Start of Block
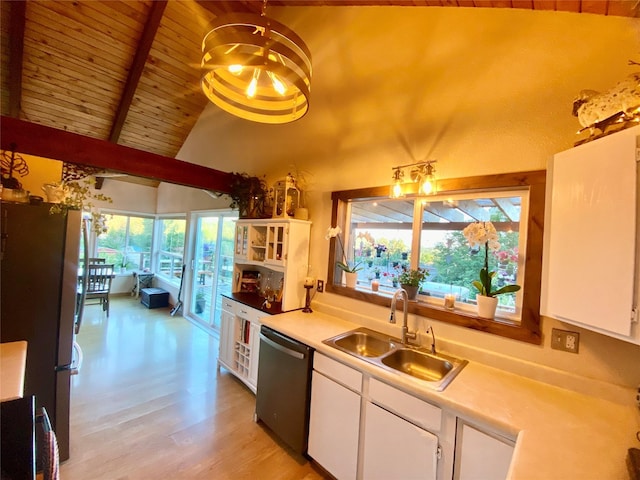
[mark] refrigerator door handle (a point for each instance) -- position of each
(74, 366)
(78, 357)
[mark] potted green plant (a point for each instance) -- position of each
(410, 279)
(249, 195)
(484, 234)
(350, 270)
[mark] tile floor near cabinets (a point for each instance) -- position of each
(149, 403)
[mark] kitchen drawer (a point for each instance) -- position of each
(248, 313)
(229, 305)
(337, 371)
(413, 409)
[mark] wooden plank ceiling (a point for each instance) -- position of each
(127, 72)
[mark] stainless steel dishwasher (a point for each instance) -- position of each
(284, 387)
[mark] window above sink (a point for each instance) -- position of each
(385, 235)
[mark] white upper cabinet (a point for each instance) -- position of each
(590, 274)
(279, 250)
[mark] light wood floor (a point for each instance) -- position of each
(149, 403)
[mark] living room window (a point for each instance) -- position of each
(386, 235)
(171, 235)
(127, 242)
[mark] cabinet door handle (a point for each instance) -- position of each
(283, 349)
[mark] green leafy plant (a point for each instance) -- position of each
(249, 195)
(411, 277)
(79, 195)
(480, 234)
(334, 232)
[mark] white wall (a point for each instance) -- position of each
(499, 100)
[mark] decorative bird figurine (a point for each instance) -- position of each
(599, 110)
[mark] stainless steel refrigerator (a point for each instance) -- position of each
(38, 282)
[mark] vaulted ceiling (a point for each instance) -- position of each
(127, 72)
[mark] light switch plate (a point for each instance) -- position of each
(565, 340)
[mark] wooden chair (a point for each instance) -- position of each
(98, 285)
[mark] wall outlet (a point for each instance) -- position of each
(565, 340)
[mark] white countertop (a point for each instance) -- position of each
(13, 361)
(560, 434)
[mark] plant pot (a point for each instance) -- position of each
(412, 291)
(200, 304)
(351, 278)
(486, 306)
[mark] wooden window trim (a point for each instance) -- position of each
(529, 328)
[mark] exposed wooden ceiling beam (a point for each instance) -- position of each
(47, 142)
(16, 53)
(135, 72)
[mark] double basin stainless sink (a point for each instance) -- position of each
(388, 353)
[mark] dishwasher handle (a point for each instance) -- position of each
(282, 348)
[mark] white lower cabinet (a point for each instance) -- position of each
(396, 448)
(334, 425)
(362, 428)
(481, 455)
(240, 341)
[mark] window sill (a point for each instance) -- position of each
(503, 327)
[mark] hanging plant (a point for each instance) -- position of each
(249, 195)
(79, 195)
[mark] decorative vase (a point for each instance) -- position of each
(412, 291)
(486, 306)
(351, 278)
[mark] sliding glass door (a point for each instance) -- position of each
(212, 265)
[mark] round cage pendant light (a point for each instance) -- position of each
(256, 68)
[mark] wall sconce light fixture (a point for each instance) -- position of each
(421, 173)
(396, 187)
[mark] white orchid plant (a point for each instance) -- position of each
(334, 232)
(480, 234)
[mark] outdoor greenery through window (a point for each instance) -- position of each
(171, 233)
(127, 242)
(386, 237)
(383, 232)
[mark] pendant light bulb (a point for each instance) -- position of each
(253, 86)
(278, 86)
(427, 186)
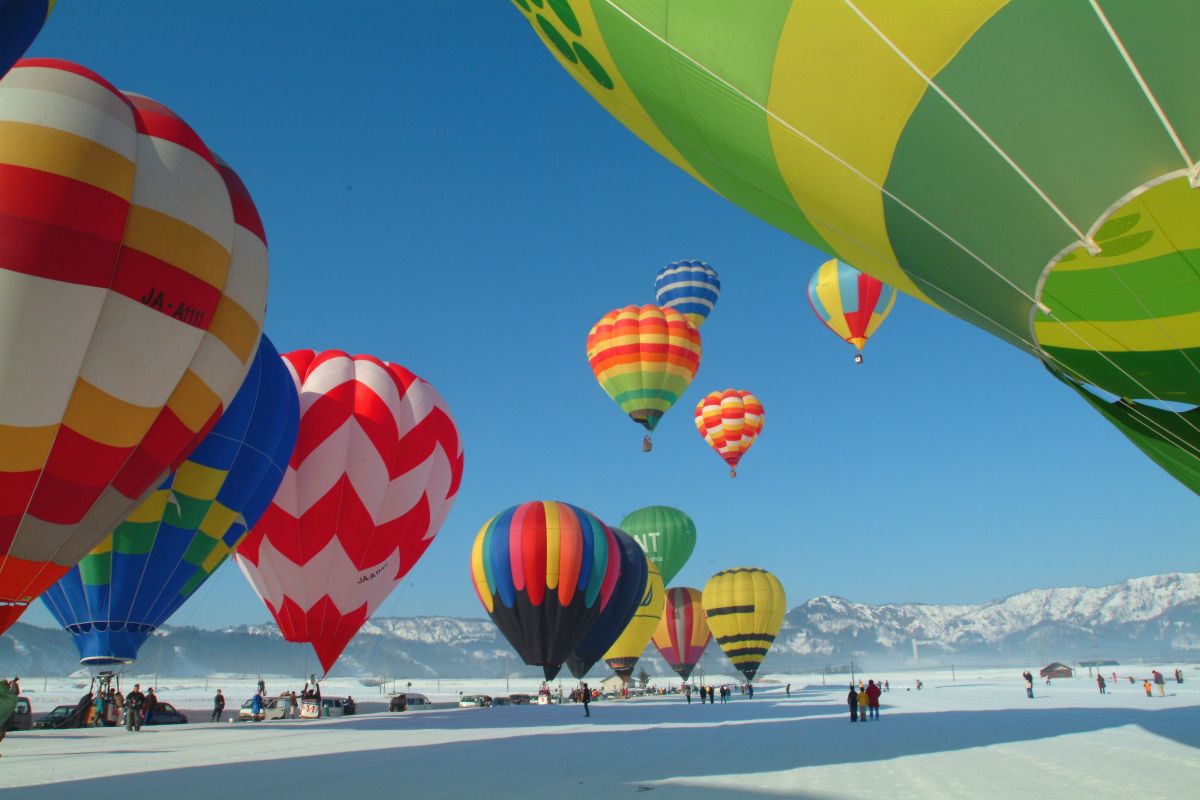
End of Block
§ **TRY IT**:
Reproduce the material above in full and without alteration, but skip all pictures.

§ **EXPECTED ANSWER**:
[mark] refrigerator door handle (a point for each instance) -- position of each
(74, 366)
(78, 357)
[mark] potted green plant (a point for each instance) -- position of each
(410, 279)
(249, 195)
(484, 234)
(350, 270)
[mark] tile floor near cabinets (a point for each instance) -- position of each
(149, 403)
[mark] kitchen drawer (a point for each instance) -- position of each
(248, 313)
(229, 305)
(337, 371)
(413, 409)
[mark] wooden plank ceiling (a point for each instance) -- position of each
(127, 72)
[mark] stainless steel dishwasher (a point for each instance) -- position of each
(284, 387)
[mark] window above sink (a point for each instance) -- position of each
(385, 235)
[mark] white upper cabinet (a point for each instance) -- position of each
(590, 274)
(279, 250)
[mark] light wood floor (a point for each instance) -- position of each
(149, 403)
[mark] living room window (a point for each instance) -- position of each
(386, 235)
(171, 235)
(127, 242)
[mark] cabinet door handle (a point for each instance) -- position of each
(283, 349)
[mark] green leafy plant (a point for each instance) -- position of each
(249, 195)
(411, 277)
(79, 195)
(480, 234)
(334, 232)
[mark] white wall (a point for each instance) -- position of each
(499, 100)
[mark] decorative bird figurine (a point for each instance) -- position of each
(599, 110)
[mark] stainless steel refrigerator (a point for each instance) -- position of each
(38, 282)
[mark] vaulted ceiling (a point for each instance) -- position of each
(127, 72)
[mark] light switch plate (a point for each instance) -- position of each
(565, 340)
[mark] wooden chair (a point for each instance) -- position of each
(98, 285)
[mark] wall outlet (a point for each instance) -- position of each
(565, 340)
[mark] white countertop (a point for each instance) -- position of each
(13, 361)
(560, 434)
[mark] plant pot (a point for each instance) -- position of each
(412, 291)
(200, 304)
(351, 278)
(486, 306)
[mark] wooden window trim (a point for each instance) -- position of each
(529, 328)
[mark] exposed wooden ceiling beam (a point for each instance) -- position of each
(47, 142)
(16, 53)
(135, 72)
[mark] double basin stainless sink (a point for each instance) -- position of each
(388, 353)
[mark] dishwasher handle (a point for each instance) -- position of each
(282, 348)
[mark] white lower cabinet (a point for each instance) -- position of each
(396, 448)
(334, 425)
(362, 428)
(481, 455)
(240, 341)
[mark] window sill (a point for each instance) -- position of each
(503, 327)
[mark] hanging plant (a point for each instance) -- position of each
(249, 195)
(79, 195)
[mark] decorative vase (a point for each instance) -- position of each
(412, 291)
(486, 306)
(351, 278)
[mark] sliding glass door (a point for each instance) -- position of each
(212, 265)
[mark] round cage pendant light (a point for each instance) -- position of each
(256, 68)
[mark] wall sconce light fixture (a point for each instance) -- position of each
(421, 173)
(396, 187)
[mark] white orchid plant (a point for each instance) -- position of each
(334, 232)
(480, 234)
[mark] outdoor greenery through window (a point for each instance) -- position of each
(171, 233)
(127, 242)
(386, 237)
(383, 232)
[mark] pendant light bulb (a point for each instance) -- position of each
(253, 86)
(278, 86)
(427, 186)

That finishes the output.